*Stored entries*
** Begin **

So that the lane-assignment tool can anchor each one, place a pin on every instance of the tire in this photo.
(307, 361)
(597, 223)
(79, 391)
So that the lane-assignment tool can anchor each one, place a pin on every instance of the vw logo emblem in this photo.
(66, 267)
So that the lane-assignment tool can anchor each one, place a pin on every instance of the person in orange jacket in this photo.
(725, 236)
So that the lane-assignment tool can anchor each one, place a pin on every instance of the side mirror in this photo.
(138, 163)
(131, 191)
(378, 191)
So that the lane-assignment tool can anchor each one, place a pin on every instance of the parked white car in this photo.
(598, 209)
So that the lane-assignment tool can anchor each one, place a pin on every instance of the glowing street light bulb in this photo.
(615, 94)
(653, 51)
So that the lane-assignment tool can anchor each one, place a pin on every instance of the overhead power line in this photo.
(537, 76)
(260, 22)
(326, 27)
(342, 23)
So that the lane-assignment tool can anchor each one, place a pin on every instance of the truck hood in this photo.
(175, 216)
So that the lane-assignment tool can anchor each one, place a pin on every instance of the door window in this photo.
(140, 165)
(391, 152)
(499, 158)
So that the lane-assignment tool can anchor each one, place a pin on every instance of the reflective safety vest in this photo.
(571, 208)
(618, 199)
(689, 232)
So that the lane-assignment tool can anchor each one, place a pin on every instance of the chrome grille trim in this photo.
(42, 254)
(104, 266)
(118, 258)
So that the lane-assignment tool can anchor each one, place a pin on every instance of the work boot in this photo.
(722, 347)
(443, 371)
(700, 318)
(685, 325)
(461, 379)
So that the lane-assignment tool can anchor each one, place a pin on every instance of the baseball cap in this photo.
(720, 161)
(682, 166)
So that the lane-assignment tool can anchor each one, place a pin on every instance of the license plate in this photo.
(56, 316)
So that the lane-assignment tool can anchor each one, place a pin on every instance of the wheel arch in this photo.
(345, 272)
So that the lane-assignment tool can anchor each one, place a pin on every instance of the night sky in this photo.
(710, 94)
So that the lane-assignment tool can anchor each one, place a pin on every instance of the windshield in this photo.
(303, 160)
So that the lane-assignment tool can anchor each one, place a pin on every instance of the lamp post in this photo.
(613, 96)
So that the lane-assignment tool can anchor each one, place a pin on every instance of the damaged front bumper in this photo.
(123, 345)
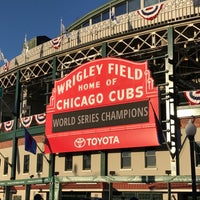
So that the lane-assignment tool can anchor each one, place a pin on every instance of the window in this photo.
(26, 163)
(150, 158)
(105, 15)
(125, 160)
(120, 9)
(96, 19)
(151, 2)
(85, 24)
(87, 161)
(133, 5)
(197, 151)
(39, 162)
(68, 162)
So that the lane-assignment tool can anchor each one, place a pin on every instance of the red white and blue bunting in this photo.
(56, 42)
(8, 126)
(26, 121)
(40, 118)
(150, 12)
(193, 97)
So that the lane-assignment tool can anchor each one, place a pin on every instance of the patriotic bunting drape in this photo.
(150, 12)
(193, 97)
(25, 122)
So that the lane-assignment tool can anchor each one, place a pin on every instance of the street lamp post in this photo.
(190, 130)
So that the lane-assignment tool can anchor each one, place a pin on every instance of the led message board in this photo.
(103, 104)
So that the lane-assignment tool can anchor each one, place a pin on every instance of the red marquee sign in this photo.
(104, 104)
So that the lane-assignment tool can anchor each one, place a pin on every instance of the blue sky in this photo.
(36, 18)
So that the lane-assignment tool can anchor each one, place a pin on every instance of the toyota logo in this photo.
(79, 143)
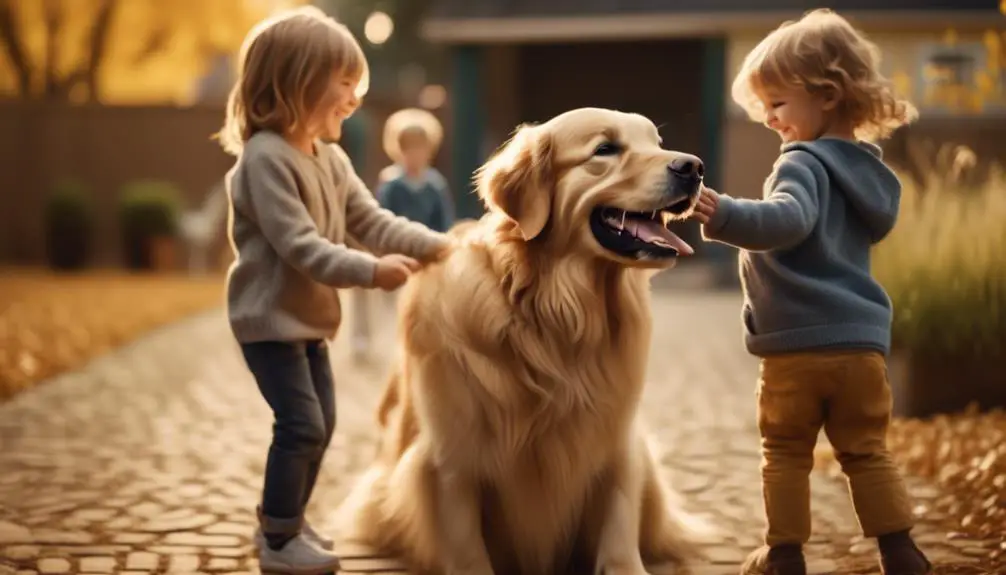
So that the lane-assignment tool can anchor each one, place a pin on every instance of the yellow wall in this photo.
(903, 54)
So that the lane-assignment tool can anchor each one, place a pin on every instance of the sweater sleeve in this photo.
(379, 229)
(784, 218)
(288, 226)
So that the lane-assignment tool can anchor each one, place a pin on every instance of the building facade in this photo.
(525, 60)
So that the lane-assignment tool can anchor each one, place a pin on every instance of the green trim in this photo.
(713, 86)
(469, 121)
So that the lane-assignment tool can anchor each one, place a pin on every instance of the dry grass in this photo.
(50, 323)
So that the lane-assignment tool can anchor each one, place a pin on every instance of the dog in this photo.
(510, 440)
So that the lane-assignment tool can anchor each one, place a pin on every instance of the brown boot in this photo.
(781, 560)
(900, 556)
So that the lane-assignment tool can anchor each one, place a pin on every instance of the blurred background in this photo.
(107, 108)
(113, 214)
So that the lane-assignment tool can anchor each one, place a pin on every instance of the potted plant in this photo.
(944, 266)
(149, 214)
(68, 225)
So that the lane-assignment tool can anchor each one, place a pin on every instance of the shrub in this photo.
(148, 209)
(69, 224)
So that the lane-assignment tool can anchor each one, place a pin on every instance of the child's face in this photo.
(339, 103)
(795, 114)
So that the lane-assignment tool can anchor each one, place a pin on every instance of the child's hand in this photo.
(392, 270)
(708, 201)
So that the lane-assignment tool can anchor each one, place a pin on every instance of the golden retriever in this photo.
(511, 443)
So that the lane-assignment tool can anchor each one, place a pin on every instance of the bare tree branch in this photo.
(53, 27)
(10, 36)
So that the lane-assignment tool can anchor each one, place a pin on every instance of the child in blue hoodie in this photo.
(812, 312)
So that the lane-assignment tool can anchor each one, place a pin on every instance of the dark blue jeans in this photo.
(296, 380)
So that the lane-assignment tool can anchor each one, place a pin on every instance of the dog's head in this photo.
(595, 181)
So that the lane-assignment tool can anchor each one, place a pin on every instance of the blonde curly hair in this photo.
(825, 55)
(285, 65)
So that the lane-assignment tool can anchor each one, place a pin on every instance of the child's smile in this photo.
(795, 114)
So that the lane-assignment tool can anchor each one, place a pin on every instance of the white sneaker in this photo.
(307, 531)
(298, 557)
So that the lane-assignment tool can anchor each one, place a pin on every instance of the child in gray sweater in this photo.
(294, 201)
(812, 312)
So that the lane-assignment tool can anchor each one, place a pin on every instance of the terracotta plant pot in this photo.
(929, 384)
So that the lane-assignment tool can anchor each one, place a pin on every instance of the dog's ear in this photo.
(518, 180)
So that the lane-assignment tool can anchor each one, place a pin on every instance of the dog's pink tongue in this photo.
(651, 230)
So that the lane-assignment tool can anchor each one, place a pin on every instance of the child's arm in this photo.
(289, 228)
(386, 198)
(783, 219)
(380, 230)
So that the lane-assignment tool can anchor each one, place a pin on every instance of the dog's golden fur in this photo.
(510, 441)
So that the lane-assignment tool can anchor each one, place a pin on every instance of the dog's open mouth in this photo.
(640, 235)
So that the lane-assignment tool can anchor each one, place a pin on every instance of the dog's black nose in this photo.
(687, 166)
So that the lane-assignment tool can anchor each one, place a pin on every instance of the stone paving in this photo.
(150, 459)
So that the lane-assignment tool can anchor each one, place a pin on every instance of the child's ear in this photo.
(830, 98)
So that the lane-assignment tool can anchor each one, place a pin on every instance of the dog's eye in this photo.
(608, 149)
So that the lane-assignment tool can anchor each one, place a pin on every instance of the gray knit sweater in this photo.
(290, 216)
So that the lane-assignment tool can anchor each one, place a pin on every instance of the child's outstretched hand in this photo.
(708, 201)
(443, 251)
(392, 270)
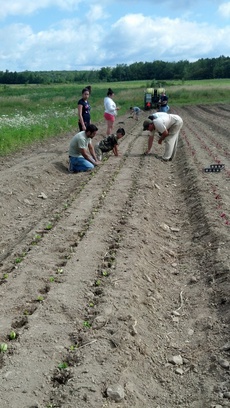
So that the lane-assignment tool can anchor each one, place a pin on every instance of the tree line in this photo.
(204, 68)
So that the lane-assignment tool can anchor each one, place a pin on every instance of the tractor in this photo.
(151, 98)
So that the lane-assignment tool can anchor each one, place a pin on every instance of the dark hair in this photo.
(110, 92)
(121, 130)
(91, 128)
(89, 87)
(85, 90)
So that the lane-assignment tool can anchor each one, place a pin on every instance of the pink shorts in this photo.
(109, 117)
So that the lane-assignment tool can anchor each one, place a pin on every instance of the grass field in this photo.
(36, 112)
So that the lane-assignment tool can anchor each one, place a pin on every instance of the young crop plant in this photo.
(63, 365)
(86, 324)
(49, 226)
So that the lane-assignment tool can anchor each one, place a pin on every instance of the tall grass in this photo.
(36, 112)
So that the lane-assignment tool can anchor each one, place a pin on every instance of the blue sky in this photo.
(90, 34)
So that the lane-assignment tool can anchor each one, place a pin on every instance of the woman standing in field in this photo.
(110, 111)
(84, 110)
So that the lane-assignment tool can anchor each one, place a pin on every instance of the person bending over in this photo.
(82, 155)
(168, 128)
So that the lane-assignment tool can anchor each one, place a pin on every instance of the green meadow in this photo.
(30, 113)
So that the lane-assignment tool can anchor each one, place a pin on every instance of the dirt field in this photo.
(116, 282)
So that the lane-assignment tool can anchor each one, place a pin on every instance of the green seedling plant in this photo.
(49, 226)
(63, 366)
(12, 335)
(40, 298)
(3, 347)
(36, 239)
(86, 324)
(105, 273)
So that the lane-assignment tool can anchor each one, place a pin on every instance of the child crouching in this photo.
(109, 143)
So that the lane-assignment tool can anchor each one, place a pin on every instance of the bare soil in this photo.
(119, 276)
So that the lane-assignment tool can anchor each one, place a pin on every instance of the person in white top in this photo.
(110, 111)
(168, 127)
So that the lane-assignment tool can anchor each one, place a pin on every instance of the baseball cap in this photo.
(146, 124)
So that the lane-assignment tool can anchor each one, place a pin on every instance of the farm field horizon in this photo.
(31, 113)
(117, 279)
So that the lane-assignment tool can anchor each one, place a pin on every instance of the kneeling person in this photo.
(108, 144)
(82, 155)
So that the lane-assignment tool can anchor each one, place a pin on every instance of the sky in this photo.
(45, 35)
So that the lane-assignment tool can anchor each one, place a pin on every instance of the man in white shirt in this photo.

** End **

*Directions*
Reproduce the final stretch of the data above: every line from the one holding "horizon in this photo." through the end, inclusive, exactly as written and nothing else.

*Solution for this task*
So that the lane-assignment tool can anchor each one, place a pin on every instance of the farm field horizon in this photo.
(31, 113)
(117, 279)
So that the lane-assignment tool can anchor each one, place a pin on every instance of the kneeling person in this photo.
(108, 144)
(82, 155)
So that the lane-assignment tool can anchor each one, place a pin on every instance of the sky in this photo.
(45, 35)
So that the lane-assignment tool can anchor each one, place a pin on every instance of the man in white shirt in this photo.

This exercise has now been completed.